* Passage shown
━━━━
Normally, I Would Put A Feminist Joke Here. This One's Serious, Though. No, Really.


AGENDA & AGENCY: SOCIETY & THE FIRST PRINCIPLES OF FEMINISM

In a certain place, certain people engaged in certain criminal acts against a certain girl. For reasons – you can list them as well as I – this would appear to have sparked a national focus on the status of women, particularly with respect to violent crime against them. Every media outlet worth its newsprint is suddenly running articles, special reports, compilations, dedicated segments, campaigns etc., all to the effect that women are increasingly victimized in this country. Various causes are identified, various persons or institutions blamed, even demonized. Depending on who you listen to, you may believe that one or the other social trend is leading to this disturbing development.

Unfortunately, a lot of this coverage is nonsense. It is based in nonsense. The statistics it relies on are nonsense. The theories it invokes are not, inherently, nonsense – but their applications here frequently are. I hesitate from entering the debate on media sensationalism & its business aspect, simply because the feminist debate is large enough already. Suffice it to say that a vanishingly small percentage of the coverage is not using recent shocking incidents for its own purposes. This is unfortunate, but not unexpected. “Social conscience” is perhaps the weakest of all motivations today, so it would be phenomenally naïve to expect sincerity or sensitivity in such coverage; everybody & their uncle will undoubtedly try to use this apparent “national outrage” to push their own agenda.
━━━━
* Supplied information
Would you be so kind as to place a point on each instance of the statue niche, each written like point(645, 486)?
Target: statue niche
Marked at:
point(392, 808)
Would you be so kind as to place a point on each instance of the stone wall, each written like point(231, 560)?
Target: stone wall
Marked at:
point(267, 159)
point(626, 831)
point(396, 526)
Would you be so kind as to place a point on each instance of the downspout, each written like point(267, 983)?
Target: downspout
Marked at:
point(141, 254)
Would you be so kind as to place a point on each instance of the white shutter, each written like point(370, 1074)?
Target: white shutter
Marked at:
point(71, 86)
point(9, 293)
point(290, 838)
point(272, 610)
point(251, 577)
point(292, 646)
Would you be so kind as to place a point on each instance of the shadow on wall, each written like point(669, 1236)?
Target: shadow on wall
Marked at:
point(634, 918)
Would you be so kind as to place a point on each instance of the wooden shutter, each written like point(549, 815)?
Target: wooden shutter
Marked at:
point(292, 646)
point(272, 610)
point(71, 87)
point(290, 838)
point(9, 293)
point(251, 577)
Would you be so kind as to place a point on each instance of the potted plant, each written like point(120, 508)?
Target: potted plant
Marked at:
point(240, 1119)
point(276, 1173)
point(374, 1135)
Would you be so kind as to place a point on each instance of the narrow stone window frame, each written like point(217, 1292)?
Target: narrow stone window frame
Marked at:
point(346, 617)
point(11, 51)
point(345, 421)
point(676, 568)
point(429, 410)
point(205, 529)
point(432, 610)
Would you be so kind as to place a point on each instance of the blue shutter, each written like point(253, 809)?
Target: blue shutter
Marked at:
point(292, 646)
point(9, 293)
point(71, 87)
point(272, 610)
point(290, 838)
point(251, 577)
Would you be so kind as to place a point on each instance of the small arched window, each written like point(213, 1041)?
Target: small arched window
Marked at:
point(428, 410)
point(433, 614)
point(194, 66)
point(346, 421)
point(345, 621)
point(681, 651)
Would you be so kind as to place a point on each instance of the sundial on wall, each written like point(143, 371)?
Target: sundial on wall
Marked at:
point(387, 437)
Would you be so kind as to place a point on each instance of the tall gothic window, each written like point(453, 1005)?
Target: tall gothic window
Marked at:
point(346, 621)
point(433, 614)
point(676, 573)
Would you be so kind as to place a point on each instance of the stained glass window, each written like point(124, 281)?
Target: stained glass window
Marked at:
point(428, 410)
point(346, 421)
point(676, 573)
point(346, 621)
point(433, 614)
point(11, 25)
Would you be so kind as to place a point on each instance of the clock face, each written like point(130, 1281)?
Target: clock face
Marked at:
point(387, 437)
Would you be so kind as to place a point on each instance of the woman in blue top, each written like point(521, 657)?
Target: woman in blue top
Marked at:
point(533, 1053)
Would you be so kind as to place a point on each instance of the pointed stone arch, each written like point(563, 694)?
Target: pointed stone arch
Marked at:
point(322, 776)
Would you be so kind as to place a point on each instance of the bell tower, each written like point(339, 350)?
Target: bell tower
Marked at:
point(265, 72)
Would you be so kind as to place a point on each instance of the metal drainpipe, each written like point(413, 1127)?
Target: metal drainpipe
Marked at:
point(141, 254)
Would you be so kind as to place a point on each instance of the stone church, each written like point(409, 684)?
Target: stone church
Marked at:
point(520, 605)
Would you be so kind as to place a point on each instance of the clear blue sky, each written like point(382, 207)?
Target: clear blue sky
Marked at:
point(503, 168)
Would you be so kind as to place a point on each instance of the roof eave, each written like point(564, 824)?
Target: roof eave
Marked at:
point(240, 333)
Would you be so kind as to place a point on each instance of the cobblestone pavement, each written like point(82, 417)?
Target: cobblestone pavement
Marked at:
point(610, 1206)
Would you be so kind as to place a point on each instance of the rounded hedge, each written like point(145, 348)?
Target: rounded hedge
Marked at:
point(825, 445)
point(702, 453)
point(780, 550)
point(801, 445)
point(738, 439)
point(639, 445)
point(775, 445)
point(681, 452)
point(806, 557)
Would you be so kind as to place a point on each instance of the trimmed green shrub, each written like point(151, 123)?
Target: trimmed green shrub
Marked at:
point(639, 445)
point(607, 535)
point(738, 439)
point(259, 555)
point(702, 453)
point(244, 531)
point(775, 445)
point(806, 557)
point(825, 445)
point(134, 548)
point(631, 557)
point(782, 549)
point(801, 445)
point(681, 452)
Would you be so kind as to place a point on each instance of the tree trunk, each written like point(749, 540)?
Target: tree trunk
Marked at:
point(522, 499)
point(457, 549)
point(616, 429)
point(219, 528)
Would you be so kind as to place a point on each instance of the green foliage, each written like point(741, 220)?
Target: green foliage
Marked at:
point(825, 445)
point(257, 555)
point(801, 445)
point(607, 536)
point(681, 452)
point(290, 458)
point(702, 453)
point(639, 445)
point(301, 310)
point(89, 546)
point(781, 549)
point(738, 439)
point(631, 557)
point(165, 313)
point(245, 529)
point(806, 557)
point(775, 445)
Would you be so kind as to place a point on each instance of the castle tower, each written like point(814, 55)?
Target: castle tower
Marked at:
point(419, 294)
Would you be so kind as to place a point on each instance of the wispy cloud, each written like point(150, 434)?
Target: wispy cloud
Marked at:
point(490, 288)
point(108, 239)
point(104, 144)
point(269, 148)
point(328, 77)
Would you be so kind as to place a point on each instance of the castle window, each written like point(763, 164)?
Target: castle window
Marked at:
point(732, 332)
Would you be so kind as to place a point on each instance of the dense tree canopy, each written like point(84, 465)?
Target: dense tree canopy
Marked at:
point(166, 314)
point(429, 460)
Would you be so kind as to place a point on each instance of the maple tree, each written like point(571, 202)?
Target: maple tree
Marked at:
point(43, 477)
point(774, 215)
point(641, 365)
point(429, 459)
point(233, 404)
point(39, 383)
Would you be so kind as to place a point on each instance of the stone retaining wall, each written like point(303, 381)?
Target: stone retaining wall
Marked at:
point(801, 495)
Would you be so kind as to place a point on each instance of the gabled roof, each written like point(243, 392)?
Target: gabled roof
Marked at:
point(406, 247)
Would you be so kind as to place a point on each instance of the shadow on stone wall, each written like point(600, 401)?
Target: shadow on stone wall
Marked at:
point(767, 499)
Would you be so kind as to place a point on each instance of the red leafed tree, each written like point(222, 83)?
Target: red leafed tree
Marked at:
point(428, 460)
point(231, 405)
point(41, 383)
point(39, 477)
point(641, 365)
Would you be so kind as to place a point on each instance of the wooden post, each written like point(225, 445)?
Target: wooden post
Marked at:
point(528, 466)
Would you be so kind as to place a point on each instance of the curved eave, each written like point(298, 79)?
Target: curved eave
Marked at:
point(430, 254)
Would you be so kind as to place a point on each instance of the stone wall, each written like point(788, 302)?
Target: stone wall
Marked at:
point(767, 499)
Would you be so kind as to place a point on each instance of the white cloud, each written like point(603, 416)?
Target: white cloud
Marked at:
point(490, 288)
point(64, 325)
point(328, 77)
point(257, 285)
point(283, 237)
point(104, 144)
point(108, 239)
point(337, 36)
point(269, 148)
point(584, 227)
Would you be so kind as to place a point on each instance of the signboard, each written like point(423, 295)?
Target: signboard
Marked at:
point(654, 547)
━━━━
* Task set
- a) Answer these about the opinion piece, one line each:
(i) What is the heading printed in capital letters?
(ii) What does the writer call perhaps the weakest of all motivations today?
(iii) Which debate does the writer hesitate to enter?
- b) Update the opinion piece from "Normally, I Would" down to "this disturbing development.", changing "media outlet" to "news outlet".
The records come from a source unrelated to the opinion piece.

* Responses by task
- a)
(i) AGENDA & AGENCY: SOCIETY & THE FIRST PRINCIPLES OF FEMINISM
(ii) "Social conscience"
(iii) The debate on media sensationalism and its business aspect

- b)
Normally, I Would Put A Feminist Joke Here. This One's Serious, Though. No, Really.


AGENDA & AGENCY: SOCIETY & THE FIRST PRINCIPLES OF FEMINISM

In a certain place, certain people engaged in certain criminal acts against a certain girl. For reasons – you can list them as well as I – this would appear to have sparked a national focus on the status of women, particularly with respect to violent crime against them. Every news outlet worth its newsprint is suddenly running articles, special reports, compilations, dedicated segments, campaigns etc., all to the effect that women are increasingly victimized in this country. Various causes are identified, various persons or institutions blamed, even demonized. Depending on who you listen to, you may believe that one or the other social trend is leading to this disturbing development.